## DATA
-*-*-

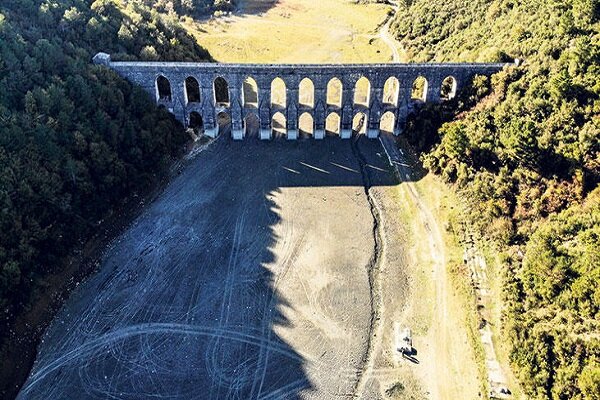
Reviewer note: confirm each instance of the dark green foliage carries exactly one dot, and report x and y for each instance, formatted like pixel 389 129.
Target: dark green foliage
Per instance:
pixel 191 7
pixel 523 148
pixel 75 139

-*-*-

## TASK STATEMENT
Every entry, word for word: repeat it, but skip the images.

## SOLUTION TO THE EXERCISE
Reviewer note: confirm each instance of the dark green foliage carries exactly one dot, and report x and y for each instance, formatted like pixel 389 129.
Target: dark green foliage
Per instance:
pixel 191 7
pixel 523 148
pixel 75 139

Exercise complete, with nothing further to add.